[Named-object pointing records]

↓↓↓

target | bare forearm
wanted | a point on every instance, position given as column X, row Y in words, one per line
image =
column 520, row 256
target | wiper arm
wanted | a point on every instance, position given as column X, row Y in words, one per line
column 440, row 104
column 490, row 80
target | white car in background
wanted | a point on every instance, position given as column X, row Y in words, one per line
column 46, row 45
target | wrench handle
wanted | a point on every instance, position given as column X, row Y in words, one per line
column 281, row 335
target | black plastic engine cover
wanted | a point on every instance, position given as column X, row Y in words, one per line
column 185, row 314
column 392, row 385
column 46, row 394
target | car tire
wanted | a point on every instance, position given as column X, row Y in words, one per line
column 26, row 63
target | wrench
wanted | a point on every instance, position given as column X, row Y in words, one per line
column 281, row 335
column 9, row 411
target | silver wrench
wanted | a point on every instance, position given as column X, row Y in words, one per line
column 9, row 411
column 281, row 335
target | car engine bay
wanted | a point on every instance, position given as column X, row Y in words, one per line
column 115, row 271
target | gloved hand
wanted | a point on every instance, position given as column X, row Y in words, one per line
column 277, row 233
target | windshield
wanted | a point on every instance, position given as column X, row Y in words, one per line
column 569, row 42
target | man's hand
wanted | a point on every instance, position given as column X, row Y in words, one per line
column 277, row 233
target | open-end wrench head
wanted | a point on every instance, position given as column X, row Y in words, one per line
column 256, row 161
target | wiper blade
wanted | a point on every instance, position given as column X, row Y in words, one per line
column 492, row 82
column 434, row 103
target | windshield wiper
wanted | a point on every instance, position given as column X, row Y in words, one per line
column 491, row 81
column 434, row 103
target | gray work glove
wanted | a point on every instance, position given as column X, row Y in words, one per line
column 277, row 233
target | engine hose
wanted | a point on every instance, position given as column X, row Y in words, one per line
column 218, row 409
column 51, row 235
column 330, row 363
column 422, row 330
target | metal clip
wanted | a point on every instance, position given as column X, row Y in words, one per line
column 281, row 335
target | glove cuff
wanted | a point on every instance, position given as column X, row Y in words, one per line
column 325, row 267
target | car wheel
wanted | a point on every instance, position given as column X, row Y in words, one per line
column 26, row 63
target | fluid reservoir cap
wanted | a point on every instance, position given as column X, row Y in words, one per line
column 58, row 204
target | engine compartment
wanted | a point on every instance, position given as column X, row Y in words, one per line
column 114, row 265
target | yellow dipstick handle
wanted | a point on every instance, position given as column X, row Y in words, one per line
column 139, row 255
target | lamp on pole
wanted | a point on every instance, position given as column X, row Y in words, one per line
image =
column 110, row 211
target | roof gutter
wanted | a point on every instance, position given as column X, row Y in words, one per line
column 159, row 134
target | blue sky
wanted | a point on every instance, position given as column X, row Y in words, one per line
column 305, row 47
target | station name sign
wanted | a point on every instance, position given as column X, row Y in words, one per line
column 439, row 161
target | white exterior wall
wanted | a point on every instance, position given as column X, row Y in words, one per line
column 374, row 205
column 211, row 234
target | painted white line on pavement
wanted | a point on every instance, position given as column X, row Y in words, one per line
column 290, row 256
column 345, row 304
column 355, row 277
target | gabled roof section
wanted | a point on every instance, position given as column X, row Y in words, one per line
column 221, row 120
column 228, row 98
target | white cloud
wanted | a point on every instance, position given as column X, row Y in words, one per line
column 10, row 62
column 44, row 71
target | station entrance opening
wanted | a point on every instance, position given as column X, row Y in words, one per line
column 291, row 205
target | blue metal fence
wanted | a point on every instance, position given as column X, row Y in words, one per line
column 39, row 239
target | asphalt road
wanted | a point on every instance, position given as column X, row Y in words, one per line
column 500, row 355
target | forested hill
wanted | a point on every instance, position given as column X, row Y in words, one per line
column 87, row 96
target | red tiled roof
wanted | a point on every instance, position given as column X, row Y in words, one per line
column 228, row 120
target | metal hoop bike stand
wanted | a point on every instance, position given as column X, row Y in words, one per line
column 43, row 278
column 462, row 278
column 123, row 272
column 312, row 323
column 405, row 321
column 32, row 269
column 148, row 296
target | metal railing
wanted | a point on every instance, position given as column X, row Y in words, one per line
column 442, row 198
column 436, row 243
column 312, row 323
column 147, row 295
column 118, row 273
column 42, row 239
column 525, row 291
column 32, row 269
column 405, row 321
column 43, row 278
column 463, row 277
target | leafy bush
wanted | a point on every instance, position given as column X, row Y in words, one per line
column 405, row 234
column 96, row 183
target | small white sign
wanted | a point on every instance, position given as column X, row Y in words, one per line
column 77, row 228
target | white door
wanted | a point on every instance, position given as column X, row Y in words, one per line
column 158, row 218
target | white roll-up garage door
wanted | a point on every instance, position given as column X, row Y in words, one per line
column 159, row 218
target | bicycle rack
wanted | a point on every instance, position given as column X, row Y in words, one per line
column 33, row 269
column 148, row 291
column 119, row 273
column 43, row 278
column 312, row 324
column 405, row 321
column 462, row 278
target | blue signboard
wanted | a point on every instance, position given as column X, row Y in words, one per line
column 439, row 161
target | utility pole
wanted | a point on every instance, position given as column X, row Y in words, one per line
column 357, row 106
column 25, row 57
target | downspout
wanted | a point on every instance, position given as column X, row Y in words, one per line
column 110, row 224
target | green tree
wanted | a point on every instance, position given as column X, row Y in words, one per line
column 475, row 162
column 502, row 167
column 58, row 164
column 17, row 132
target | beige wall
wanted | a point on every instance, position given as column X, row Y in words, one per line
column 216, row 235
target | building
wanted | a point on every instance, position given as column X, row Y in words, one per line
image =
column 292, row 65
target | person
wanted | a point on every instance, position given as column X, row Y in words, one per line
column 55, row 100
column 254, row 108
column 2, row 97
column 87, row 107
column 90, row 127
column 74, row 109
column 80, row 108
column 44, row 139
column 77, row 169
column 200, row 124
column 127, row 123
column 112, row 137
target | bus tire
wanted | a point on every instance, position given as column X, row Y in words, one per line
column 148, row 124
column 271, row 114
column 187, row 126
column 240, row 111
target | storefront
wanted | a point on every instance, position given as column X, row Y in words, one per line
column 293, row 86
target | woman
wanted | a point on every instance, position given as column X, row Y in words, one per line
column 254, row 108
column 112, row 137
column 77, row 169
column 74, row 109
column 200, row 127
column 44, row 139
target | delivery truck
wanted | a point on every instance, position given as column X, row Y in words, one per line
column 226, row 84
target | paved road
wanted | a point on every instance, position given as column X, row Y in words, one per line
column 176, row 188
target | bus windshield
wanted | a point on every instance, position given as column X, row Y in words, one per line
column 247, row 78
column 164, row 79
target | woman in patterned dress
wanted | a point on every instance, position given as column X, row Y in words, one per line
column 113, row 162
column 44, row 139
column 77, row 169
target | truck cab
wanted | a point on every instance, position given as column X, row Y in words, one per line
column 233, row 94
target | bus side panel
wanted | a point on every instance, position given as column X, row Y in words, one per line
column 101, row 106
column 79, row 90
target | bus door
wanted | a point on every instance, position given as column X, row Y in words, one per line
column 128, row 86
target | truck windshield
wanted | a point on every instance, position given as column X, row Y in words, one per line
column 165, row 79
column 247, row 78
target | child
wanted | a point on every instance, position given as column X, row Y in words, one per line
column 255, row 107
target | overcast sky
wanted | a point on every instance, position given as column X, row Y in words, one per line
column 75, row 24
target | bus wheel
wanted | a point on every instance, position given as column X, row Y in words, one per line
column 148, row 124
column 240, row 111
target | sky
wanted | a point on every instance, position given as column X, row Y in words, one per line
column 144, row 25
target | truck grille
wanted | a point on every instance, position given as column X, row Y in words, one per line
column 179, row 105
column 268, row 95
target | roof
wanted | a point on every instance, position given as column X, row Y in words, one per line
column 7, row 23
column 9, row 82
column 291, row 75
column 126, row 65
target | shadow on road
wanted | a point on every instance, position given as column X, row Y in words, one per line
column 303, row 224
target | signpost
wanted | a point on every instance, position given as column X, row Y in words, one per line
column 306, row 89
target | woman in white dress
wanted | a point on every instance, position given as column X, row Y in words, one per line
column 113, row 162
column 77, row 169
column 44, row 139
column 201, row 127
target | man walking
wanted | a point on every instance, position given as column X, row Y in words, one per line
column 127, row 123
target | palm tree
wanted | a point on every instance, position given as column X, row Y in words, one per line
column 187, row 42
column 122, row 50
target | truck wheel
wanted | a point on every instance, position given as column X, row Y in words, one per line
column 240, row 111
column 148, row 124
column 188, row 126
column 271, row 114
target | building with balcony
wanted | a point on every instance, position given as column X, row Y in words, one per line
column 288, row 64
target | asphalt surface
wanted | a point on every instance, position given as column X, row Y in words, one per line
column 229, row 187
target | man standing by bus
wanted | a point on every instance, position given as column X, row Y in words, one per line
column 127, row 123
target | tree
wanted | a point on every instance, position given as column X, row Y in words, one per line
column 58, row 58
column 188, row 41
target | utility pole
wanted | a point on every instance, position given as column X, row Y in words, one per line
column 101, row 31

↑↑↑

- Job -
Return exactly the lines from the line bearing "target | truck wheel" to the end of the records, inclusive of both; include no other lines.

- Full response -
target | truck wheel
wanted | a point on every instance, position given as column X, row Y in words, one per line
column 240, row 111
column 148, row 124
column 188, row 126
column 271, row 114
target | building with balcony
wanted | a point on every instance, position given as column X, row Y in words, one per line
column 288, row 64
target | asphalt surface
wanted | a point on every instance, position given as column X, row Y in words, one per line
column 229, row 187
target | man standing by bus
wanted | a point on every instance, position given as column X, row Y in words, one per line
column 127, row 123
target | tree
wanted | a point on every instance, position given as column X, row Y in words, one per line
column 58, row 58
column 188, row 41
target | utility pole
wanted | a point on every instance, position given as column X, row Y in words, one per line
column 101, row 31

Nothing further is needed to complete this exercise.